[Coordinate labeling data]
▬▬▬▬▬▬▬▬▬▬

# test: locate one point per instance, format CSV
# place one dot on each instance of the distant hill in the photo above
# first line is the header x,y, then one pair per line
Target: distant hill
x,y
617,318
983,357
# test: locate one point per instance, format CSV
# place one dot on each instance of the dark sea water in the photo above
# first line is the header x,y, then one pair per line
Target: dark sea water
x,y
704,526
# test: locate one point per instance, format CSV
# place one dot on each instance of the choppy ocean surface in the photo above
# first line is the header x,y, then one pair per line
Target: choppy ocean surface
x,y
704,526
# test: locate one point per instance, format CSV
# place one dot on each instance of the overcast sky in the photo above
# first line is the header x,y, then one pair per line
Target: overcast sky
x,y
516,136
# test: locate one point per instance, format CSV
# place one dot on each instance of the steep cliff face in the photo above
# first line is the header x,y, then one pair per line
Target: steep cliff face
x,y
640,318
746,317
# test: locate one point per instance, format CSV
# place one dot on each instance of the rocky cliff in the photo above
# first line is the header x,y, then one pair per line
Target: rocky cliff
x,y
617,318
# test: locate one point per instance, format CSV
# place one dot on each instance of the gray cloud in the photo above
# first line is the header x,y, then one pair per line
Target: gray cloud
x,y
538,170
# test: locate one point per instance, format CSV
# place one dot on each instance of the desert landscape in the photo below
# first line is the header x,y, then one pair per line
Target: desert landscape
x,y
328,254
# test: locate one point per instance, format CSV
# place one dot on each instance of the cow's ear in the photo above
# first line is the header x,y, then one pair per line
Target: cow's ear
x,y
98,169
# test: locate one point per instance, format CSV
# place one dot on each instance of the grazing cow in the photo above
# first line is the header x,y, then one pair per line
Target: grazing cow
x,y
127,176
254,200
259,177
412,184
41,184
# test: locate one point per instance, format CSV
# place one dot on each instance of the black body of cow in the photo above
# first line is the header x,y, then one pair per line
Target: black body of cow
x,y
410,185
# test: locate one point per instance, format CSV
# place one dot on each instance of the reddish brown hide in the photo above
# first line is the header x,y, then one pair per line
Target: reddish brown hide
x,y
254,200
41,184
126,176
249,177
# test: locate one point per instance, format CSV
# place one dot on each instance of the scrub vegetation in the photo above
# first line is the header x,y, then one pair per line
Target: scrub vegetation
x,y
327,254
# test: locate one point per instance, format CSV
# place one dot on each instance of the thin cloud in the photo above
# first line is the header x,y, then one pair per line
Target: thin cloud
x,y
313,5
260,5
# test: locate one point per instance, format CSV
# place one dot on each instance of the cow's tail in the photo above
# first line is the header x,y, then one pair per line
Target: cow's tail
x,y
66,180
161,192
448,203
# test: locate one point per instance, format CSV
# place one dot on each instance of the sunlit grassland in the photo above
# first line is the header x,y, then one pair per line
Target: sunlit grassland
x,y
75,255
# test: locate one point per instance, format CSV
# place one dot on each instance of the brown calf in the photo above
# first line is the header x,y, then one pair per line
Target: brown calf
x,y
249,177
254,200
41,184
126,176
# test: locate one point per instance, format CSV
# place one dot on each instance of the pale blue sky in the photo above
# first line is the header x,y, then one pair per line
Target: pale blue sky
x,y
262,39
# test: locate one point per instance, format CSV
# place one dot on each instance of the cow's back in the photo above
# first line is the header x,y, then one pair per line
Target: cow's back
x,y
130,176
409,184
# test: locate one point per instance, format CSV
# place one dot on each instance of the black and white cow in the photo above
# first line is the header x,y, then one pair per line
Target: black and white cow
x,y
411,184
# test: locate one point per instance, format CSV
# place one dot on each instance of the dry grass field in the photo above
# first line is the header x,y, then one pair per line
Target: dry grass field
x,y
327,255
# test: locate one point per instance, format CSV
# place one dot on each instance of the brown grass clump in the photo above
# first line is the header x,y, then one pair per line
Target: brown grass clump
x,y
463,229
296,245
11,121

▬▬▬▬▬▬▬▬▬▬

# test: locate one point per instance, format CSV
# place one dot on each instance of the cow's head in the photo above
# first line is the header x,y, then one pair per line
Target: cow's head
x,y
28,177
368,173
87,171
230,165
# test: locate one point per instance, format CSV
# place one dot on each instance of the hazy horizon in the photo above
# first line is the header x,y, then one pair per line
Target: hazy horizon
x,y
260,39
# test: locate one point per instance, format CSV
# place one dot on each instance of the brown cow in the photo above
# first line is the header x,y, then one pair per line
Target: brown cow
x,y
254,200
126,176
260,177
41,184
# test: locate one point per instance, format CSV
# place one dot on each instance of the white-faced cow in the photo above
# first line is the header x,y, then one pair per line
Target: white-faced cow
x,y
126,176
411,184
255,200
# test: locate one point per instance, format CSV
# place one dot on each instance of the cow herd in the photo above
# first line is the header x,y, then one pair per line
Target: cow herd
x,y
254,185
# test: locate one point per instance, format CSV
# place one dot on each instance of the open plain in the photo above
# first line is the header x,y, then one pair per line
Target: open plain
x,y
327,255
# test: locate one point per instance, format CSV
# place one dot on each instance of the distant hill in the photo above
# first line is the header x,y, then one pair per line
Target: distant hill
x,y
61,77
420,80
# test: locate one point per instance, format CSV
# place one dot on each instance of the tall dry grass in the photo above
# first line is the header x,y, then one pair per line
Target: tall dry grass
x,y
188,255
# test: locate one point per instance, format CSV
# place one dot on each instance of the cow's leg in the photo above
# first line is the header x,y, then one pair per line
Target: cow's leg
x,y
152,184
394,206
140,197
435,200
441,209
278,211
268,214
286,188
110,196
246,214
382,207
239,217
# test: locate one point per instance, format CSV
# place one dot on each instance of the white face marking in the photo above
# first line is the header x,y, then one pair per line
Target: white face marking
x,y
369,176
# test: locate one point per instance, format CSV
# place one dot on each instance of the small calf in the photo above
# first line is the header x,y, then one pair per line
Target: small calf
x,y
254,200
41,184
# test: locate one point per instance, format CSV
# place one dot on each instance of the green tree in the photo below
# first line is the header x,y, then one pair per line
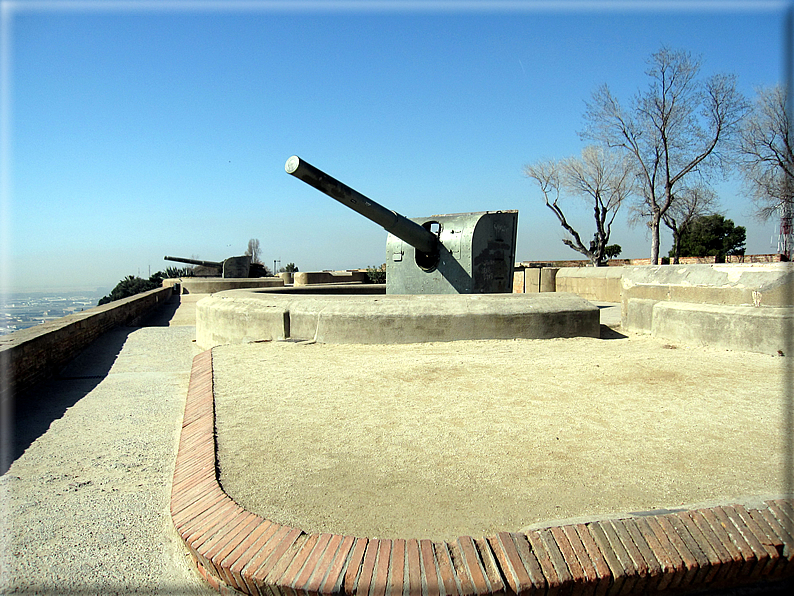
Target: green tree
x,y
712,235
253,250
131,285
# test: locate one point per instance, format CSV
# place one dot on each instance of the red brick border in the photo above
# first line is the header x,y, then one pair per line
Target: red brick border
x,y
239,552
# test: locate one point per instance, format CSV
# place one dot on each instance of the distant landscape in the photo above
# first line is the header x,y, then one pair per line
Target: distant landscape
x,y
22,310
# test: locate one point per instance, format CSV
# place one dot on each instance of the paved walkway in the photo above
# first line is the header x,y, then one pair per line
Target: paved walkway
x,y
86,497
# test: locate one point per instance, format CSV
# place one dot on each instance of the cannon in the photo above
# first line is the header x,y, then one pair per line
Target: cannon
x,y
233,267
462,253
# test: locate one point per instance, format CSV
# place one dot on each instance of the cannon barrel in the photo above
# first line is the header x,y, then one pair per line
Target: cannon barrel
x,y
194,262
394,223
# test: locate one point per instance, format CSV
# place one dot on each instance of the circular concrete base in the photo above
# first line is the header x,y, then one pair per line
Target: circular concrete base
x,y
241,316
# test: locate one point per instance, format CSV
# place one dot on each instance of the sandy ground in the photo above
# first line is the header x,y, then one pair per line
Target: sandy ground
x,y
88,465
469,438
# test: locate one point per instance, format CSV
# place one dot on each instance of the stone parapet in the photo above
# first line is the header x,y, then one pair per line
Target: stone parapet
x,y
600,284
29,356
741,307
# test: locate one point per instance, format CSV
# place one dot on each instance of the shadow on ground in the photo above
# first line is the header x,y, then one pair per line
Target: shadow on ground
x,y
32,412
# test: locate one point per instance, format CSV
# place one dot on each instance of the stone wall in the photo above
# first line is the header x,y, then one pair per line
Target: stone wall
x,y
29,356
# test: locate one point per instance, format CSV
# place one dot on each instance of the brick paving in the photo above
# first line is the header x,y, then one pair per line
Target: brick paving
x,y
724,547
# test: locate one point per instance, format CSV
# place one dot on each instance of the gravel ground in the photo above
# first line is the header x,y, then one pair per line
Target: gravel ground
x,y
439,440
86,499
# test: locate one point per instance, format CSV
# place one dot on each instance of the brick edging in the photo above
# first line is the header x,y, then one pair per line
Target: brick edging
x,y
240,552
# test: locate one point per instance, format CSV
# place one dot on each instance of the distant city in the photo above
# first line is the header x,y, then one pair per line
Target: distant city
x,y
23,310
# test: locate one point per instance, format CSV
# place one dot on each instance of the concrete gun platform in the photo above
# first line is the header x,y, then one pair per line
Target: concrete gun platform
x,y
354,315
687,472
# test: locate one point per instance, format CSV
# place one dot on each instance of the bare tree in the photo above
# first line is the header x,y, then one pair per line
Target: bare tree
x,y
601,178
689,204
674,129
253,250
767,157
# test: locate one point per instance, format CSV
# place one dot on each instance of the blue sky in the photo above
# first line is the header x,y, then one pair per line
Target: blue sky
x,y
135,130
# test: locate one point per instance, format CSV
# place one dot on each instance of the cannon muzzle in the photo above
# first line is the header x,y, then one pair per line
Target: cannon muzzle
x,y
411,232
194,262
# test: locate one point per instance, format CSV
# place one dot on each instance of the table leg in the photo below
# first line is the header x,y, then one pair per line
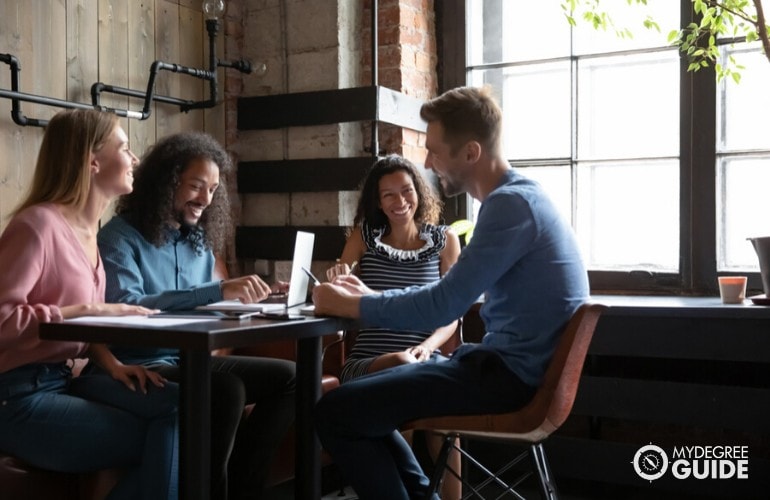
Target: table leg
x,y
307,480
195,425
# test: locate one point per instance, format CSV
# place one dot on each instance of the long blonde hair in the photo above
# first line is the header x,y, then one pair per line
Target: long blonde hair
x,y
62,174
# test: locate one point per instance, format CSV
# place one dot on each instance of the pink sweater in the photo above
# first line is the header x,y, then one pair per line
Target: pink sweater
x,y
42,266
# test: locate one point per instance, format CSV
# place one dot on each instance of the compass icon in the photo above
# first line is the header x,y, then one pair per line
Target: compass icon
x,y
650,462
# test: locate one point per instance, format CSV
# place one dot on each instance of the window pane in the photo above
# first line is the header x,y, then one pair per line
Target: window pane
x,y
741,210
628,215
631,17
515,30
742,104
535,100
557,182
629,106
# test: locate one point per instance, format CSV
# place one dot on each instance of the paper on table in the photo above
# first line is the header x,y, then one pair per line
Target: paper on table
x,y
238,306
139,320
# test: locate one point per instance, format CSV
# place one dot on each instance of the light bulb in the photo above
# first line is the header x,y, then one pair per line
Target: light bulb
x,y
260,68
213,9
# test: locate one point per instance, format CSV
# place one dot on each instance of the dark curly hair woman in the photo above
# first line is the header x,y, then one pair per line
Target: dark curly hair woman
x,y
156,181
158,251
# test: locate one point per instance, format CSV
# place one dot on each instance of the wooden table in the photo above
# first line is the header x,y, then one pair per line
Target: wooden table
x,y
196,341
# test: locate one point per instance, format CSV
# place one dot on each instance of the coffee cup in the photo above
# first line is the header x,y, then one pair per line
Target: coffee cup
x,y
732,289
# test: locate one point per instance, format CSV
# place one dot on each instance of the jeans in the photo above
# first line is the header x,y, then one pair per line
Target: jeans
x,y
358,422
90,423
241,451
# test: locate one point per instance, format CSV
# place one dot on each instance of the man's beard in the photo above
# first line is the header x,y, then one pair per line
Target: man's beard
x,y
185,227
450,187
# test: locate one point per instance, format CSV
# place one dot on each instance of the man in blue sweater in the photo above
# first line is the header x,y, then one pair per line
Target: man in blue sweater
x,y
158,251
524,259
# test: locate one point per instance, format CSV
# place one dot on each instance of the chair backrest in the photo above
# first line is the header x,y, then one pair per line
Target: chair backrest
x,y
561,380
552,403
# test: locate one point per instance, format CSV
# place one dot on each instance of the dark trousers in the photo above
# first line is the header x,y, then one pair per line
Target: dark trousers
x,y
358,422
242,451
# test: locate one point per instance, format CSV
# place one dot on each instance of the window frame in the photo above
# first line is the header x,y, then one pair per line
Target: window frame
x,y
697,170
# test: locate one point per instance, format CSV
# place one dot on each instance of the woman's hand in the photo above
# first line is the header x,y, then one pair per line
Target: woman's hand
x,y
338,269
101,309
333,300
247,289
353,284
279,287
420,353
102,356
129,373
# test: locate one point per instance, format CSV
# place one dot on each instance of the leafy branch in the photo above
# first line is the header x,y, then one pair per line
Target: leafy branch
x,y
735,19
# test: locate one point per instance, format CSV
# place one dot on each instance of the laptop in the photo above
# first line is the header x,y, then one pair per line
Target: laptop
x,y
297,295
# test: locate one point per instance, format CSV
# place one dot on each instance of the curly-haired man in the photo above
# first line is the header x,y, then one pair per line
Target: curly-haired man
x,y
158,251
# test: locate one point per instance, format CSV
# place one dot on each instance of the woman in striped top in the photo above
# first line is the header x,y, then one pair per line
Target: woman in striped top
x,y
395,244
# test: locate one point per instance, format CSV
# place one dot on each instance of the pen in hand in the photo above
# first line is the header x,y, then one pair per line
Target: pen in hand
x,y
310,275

▬▬▬▬▬▬▬▬▬▬

- **Given exercise**: Filter the lines above, keeping every line that contains the word "pink". Matching is case-sensitive.

- **Correct output**:
# place one dot on each instance of the pink sweater in the photo above
Target: pink sweater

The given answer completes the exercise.